##### DATASET RECORDS

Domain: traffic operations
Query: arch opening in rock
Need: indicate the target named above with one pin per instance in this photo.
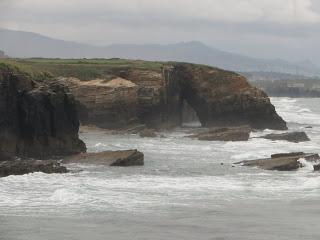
(189, 117)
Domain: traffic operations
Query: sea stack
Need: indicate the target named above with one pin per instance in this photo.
(38, 117)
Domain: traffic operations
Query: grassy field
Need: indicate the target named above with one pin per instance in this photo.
(87, 69)
(83, 69)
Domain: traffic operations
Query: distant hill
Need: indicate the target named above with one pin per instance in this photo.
(26, 44)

##########

> WORK TO BE COMPLETED: Each line of the data in which the string "Query" appears needs to be copied.

> RESPONSE BOX:
Query: arch opening in rock
Query: sea stack
Query: grassy field
Query: distant hill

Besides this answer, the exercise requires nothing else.